• **Brief**:
In the selected passage on uses of the apostrophe, what mark should be used in Norwegian instead of an apostrophe to join the definite article to a word?

• **Selected passage**:

As a glottal stop[link]

Other languages and transliteration systems use the apostrophe or some similar mark to indicate a glottal stop, sometimes considering it a letter of the alphabet:

The apostrophe represents sounds resembling the glottal stop in the Turkic languages and in some romanizations of Semitic languages, including Arabic. In typography, this function may be performed by the closing single quotation mark. In that case, the Arabic letter ‘ayn (ع) is correspondingly transliterated with the opening single quotation mark.

As a mark of palatalization or non-palatalization[link]

Some languages and transliteration systems use the apostrophe to mark the presence, or the lack of, palatalization.

  • In Belarusian and Ukrainian, the apostrophe is used between a consonant and a following "soft" (iotified) vowel (е, ё, ю, я; Uk. є, ї, ю, я) to indicate that no palatalization of the preceding consonant takes place, and the vowel is pronounced in the same way as at the beginning of the word. It therefore marks a morpheme boundary before /j/, and in Ukrainian, is also occasionally as a "quasi letter". It appears frequently in Ukrainian, as, for instance, in the words: <п'ять> [p"jat'] 'five', <від'їзд> [vid'jizd] 'departure', <об'єднаний> [ob'jednanyj] 'united', <з'ясувати> [z'jasuvaty] 'to clear up, explain', <п'єса> [p'jesa] play (drama), etc.[74][75]
  • In Russian and some derived alphabets the same function is served by the hard sign (ъ, formerly called yer). But the apostrophe saw some use as a substitute after 1918, when Soviet authorities enforced an orthographic reform by confiscating type bearing that "letter parasite" from stubborn printing houses in Petrograd.[76]
  • In some Latin transliterations of certain Cyrillic alphabets (for Belarusian, Russian, and Ukrainian), the apostrophe is used to replace the soft sign (ь, indicating palatalization of the preceding consonant), e.g., Русь is transliterated Rus' according to the BGN/PCGN system. (The prime symbol is also used for the same purpose.) Some of these transliteration schemes use a double apostrophe ( " ) to represent the apostrophe in Ukrainian and Belarusian text, e.g. Ukrainian слов’янське ("Slavic") is transliterated as slov"yans’ke.
  • Some Karelian orthographies use an apostrophe to indicate palatalization, e.g. n'evvuo ("to give advice"), d'uuri ("just (like)"), el'vüttiä ("to revive").

To separate morphemes[link]

Some languages use the apostrophe to separate the root of a word and its affixes, especially if the root is foreign and unassimilated. (For another kind of morphemic separation see pinyin, below.)

  • In Danish an apostrophe is sometimes used to join the enclitic definite article to words of foreign origin, or to other words that would otherwise look awkward. For example, one would write IP'en to mean "the IP address". There is some variation in what is considered "awkward enough" to warrant an apostrophe; for instance, long-established words such as firma ("company") or niveau ("level") might be written firma'et and niveau'et, but will generally be seen without an apostrophe. Due to Danish influence, this usage of the apostrophe can also be seen in Norwegian, but is incorrect – a hyphen should be used instead: e.g. CD-en (the CD).

• **Data shown**:
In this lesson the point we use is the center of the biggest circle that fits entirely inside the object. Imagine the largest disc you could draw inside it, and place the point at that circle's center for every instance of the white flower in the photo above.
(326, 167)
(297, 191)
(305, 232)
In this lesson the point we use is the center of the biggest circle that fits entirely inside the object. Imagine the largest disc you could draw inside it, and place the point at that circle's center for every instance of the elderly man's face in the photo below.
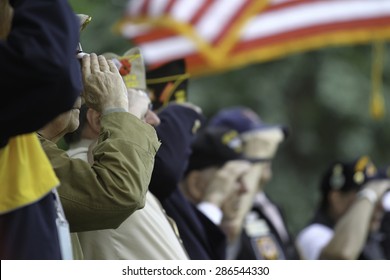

• **Task answer**:
A hyphen, as in CD-en ("the CD").